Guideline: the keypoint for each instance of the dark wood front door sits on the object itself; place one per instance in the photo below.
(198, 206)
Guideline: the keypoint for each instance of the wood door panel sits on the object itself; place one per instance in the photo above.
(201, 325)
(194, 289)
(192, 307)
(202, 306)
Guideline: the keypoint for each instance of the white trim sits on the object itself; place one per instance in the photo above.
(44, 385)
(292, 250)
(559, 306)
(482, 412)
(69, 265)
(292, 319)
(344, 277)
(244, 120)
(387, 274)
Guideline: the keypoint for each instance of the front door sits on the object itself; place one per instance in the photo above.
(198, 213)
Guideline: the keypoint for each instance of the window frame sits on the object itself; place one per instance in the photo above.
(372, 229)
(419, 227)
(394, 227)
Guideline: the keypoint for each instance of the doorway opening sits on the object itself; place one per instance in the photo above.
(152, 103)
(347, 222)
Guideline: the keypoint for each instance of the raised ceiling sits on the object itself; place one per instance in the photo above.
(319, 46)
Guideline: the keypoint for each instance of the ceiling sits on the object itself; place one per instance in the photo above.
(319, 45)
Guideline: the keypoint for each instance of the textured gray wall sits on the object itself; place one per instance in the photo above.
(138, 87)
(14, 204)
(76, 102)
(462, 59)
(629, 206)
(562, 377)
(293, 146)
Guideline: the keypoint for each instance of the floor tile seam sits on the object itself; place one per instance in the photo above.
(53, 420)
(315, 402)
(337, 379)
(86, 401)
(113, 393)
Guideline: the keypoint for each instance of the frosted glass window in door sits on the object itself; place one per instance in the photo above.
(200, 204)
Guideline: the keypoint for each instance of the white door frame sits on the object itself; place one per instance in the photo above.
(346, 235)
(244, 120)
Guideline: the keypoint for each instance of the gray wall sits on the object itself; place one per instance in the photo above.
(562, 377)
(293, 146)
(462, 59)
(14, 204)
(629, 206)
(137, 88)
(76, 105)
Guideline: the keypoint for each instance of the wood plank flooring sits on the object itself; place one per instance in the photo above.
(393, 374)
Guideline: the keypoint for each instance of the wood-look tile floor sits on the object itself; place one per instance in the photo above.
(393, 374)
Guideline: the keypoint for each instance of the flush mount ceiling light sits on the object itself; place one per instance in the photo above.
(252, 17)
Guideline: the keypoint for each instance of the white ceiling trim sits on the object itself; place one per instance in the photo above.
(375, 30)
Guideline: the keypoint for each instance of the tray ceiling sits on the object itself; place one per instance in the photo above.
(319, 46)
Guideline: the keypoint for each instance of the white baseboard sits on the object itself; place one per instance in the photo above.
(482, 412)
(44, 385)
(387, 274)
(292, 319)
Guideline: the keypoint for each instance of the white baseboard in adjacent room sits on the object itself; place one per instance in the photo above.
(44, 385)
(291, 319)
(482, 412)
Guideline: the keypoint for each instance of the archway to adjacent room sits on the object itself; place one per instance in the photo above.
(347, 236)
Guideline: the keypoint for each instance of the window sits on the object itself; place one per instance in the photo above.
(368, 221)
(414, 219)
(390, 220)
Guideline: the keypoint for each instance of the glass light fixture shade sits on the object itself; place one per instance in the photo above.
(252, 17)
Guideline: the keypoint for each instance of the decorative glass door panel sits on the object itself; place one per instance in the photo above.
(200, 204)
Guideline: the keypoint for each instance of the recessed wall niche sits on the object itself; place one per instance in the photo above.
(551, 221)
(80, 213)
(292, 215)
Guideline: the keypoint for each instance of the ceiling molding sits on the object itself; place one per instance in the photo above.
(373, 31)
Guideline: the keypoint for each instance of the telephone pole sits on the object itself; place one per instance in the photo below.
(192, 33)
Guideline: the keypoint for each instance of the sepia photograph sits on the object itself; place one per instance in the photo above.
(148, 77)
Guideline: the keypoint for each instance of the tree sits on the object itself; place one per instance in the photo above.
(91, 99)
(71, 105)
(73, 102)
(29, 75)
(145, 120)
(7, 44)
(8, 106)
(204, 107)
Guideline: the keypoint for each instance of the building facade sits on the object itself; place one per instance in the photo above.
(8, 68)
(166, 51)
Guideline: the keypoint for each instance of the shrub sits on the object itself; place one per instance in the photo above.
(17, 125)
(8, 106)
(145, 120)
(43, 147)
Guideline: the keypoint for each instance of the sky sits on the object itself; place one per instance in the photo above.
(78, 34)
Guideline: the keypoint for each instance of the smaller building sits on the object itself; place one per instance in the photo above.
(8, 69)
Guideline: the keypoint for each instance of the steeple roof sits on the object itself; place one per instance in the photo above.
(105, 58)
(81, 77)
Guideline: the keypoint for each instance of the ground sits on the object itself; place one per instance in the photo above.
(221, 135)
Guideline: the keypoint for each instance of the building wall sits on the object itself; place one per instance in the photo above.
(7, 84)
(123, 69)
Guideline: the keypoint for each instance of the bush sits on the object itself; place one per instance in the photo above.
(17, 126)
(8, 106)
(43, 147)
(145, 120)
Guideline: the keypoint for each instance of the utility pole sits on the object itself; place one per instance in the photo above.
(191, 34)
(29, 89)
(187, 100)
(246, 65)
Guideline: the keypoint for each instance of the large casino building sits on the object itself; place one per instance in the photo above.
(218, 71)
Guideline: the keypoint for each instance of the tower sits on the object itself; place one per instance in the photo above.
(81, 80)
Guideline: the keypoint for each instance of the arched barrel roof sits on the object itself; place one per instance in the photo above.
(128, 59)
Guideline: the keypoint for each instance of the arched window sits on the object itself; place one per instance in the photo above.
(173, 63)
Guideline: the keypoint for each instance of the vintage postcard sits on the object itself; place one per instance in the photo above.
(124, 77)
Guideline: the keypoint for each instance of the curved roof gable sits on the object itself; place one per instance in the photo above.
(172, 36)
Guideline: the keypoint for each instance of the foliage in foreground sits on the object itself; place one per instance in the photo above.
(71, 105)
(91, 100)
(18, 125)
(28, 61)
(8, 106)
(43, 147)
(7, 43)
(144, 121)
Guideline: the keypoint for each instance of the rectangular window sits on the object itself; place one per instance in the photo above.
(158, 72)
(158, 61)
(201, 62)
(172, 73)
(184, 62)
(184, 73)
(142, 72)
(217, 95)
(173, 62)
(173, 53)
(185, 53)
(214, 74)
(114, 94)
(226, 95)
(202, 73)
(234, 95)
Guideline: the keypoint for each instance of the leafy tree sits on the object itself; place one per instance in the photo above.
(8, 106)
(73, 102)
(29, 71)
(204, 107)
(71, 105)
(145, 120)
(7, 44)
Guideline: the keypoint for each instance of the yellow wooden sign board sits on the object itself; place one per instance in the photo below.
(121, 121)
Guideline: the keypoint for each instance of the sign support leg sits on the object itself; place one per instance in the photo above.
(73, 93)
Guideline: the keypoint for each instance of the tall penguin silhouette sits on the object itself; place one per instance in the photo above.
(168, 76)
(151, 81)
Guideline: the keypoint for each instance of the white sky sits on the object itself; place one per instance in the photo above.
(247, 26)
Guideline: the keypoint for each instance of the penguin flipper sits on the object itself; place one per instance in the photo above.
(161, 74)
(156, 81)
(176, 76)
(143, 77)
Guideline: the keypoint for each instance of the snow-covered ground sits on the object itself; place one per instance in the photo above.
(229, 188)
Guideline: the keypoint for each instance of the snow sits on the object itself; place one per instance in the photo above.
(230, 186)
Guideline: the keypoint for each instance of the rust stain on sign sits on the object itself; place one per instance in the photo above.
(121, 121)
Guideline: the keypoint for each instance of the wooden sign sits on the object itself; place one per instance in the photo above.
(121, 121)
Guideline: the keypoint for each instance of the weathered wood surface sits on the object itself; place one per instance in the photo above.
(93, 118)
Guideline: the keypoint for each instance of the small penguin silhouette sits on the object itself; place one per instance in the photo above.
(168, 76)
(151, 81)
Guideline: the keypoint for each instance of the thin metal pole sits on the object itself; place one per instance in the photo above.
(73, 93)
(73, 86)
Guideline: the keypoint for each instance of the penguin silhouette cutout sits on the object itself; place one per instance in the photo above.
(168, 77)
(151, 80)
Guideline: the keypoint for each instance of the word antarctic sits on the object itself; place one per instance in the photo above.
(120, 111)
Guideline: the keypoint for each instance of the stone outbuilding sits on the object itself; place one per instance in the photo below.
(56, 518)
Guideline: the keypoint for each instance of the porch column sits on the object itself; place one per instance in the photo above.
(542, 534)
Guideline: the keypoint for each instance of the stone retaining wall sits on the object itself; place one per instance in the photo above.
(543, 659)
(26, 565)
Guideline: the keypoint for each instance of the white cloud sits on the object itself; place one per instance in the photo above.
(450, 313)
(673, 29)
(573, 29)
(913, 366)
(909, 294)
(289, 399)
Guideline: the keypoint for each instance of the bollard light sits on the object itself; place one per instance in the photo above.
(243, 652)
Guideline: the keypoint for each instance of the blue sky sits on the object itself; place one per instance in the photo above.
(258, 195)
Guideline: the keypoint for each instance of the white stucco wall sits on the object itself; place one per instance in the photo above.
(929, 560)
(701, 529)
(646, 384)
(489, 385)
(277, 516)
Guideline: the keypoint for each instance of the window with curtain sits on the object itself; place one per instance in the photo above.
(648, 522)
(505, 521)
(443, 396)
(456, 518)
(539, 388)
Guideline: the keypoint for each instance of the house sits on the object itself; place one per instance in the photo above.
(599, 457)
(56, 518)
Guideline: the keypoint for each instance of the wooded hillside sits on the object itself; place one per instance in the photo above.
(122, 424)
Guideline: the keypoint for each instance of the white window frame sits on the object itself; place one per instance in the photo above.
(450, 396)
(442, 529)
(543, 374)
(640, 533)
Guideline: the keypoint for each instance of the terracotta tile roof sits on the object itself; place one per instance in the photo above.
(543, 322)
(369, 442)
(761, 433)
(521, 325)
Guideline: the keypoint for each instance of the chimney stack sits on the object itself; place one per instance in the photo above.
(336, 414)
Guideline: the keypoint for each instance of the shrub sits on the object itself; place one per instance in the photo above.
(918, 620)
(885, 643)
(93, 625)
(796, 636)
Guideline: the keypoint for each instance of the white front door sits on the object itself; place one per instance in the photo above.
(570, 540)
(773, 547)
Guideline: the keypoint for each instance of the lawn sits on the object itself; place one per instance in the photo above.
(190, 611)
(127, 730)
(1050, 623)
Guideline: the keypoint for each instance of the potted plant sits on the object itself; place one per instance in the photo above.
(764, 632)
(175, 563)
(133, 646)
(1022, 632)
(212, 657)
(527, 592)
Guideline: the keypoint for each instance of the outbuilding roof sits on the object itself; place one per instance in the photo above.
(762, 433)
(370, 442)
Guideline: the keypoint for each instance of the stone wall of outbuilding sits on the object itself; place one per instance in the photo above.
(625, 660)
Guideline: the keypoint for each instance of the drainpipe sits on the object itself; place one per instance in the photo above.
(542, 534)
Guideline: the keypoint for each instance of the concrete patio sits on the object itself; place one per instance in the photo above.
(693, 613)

*YOUR INSTRUCTIONS*: Return, word for word, each line from the line that contains "Guideline: the keypoint for each instance of the outbuilding" to the end of the listing above; include both end lines and nothing else.

*SOLVED EXERCISE*:
Guideline: the keypoint for each instance of the outbuilding roof sits on the object itself; place one per instance in the photo above.
(762, 433)
(370, 442)
Guideline: the keypoint for each instance of the stone wall of outbuilding sits on the object itself; place one per instance in the photo above.
(625, 660)
Guideline: the keypoint for each instance of the drainpipe sits on the object itself; place one per instance in the photo above.
(542, 534)
Guideline: the keypoint for each instance of the concrete patio sits on the object itself; place one per instance in the photo above.
(693, 613)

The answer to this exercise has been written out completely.